§ PROBLEM TO SOLVE
Copy out the records below, changing every "A formatted sample" to "A sample in this format" and keeping everything else the same.

* * *

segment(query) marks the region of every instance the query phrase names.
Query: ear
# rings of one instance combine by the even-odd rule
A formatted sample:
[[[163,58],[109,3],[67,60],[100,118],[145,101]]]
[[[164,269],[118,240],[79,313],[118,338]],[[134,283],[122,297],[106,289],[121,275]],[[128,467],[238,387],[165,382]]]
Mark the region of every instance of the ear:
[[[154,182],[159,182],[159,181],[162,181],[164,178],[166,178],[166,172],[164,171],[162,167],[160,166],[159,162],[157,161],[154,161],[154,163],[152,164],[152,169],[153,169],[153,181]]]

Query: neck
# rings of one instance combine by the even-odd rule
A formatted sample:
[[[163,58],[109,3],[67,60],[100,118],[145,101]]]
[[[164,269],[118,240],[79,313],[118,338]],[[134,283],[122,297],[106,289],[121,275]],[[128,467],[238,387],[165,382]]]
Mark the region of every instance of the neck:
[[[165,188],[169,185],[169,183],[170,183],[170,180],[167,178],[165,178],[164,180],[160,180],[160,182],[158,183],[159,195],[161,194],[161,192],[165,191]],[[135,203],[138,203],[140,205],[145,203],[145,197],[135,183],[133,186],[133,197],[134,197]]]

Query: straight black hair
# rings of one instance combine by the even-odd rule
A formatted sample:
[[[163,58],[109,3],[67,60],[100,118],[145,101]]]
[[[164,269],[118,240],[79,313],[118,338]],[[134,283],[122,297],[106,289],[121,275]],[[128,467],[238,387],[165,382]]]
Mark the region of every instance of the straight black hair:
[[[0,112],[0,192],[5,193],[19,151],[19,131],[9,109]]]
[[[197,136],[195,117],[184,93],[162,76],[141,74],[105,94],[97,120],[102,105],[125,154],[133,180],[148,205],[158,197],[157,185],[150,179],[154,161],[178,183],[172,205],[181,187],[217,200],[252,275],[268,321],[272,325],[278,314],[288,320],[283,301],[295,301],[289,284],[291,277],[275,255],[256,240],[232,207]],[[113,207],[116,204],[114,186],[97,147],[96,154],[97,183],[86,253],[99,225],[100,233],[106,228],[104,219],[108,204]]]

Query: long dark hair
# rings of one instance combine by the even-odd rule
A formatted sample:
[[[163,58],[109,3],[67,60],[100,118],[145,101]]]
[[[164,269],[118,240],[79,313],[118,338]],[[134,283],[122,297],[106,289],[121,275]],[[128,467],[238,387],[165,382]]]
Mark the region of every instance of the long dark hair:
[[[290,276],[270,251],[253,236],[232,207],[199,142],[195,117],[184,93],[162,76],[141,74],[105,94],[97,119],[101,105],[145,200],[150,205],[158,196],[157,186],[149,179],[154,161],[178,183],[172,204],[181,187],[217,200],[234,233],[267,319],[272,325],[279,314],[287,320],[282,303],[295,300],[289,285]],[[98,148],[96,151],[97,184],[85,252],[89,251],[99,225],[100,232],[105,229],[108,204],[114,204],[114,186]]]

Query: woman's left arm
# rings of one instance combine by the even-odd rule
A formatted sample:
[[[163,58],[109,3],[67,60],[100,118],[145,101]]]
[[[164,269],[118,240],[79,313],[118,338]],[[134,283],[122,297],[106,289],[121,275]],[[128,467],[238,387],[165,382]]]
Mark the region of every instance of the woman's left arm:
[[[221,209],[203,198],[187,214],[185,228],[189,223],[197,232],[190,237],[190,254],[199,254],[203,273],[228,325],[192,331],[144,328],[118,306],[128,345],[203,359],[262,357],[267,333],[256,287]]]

* * *

§ OUTPUT
segment(query) marks the region of every instance the query phrase names.
Query: ear
# rings of one instance combine by the even-odd rule
A sample in this format:
[[[163,58],[109,3],[67,60],[100,118],[145,101]]]
[[[164,269],[118,240],[79,313],[118,338]],[[134,283],[122,297],[106,289],[121,275]],[[128,467],[238,387],[165,382]]]
Mark the region of every instance of the ear:
[[[154,182],[159,182],[159,181],[162,181],[164,178],[166,178],[166,172],[164,171],[162,167],[160,166],[159,162],[157,161],[154,161],[154,163],[152,164],[152,169],[153,169],[153,181]]]

Query: neck
# rings of one instance combine by the even-odd rule
A sample in this format:
[[[163,58],[109,3],[67,60],[100,118],[145,101]]]
[[[164,269],[118,240],[79,313],[118,338]],[[134,283],[122,297],[106,289],[121,275]],[[128,467],[238,387],[165,382]]]
Mark the region of every instance of the neck:
[[[165,188],[169,185],[169,183],[170,183],[170,180],[167,178],[165,178],[164,180],[160,180],[160,182],[158,183],[159,195],[161,194],[161,192],[165,191]],[[135,203],[138,203],[140,205],[145,203],[145,197],[135,183],[133,186],[133,197],[134,197]]]

Query: straight black hair
# rings of one instance combine by the even-odd rule
A sample in this format:
[[[163,58],[109,3],[67,60],[100,118],[145,101]]]
[[[164,269],[118,240],[79,313],[118,338]],[[134,283],[122,297],[106,289],[121,275]],[[128,467],[238,387],[165,382]]]
Mark the region of every instance of the straight black hair:
[[[0,112],[0,192],[5,193],[19,151],[19,131],[9,109]]]
[[[197,136],[195,117],[184,93],[162,76],[141,74],[105,94],[97,120],[102,105],[125,154],[133,180],[148,205],[158,197],[157,185],[150,179],[154,161],[178,183],[172,205],[181,187],[217,200],[252,275],[268,321],[272,325],[278,314],[288,320],[283,301],[295,301],[289,284],[291,277],[275,255],[256,240],[232,207]],[[113,207],[116,204],[114,186],[97,147],[96,154],[97,183],[86,253],[99,225],[100,233],[106,228],[104,219],[108,204]]]

Query: long dark hair
# rings of one instance combine by the even-odd rule
A sample in this format:
[[[163,58],[109,3],[67,60],[100,118],[145,101]]]
[[[164,269],[118,240],[79,313],[118,338]],[[134,283],[122,297],[106,289],[121,275]],[[128,467],[238,387],[165,382]]]
Mark the region of every instance of the long dark hair:
[[[290,276],[270,251],[253,236],[232,207],[199,142],[195,117],[184,93],[162,76],[141,74],[105,94],[97,119],[101,105],[145,200],[150,205],[158,196],[157,186],[149,179],[154,161],[178,183],[172,204],[181,187],[217,200],[234,233],[267,319],[272,325],[279,314],[287,320],[282,303],[295,300],[289,285]],[[98,148],[96,151],[97,184],[85,252],[89,251],[99,225],[100,232],[105,229],[108,204],[114,204],[114,186]]]

Query: woman's left arm
# rings of one instance combine by the even-odd rule
A sample in this format:
[[[163,58],[109,3],[67,60],[100,118],[145,101]]]
[[[164,269],[118,240],[79,313],[118,338]],[[134,283],[122,297],[106,289],[121,275]],[[128,467],[238,387],[165,382]]]
Mark the region of every instance of the woman's left arm:
[[[221,209],[203,198],[187,214],[185,228],[189,223],[197,232],[190,237],[190,254],[199,254],[203,273],[228,325],[192,331],[144,328],[118,306],[128,345],[203,359],[262,357],[267,333],[256,287]]]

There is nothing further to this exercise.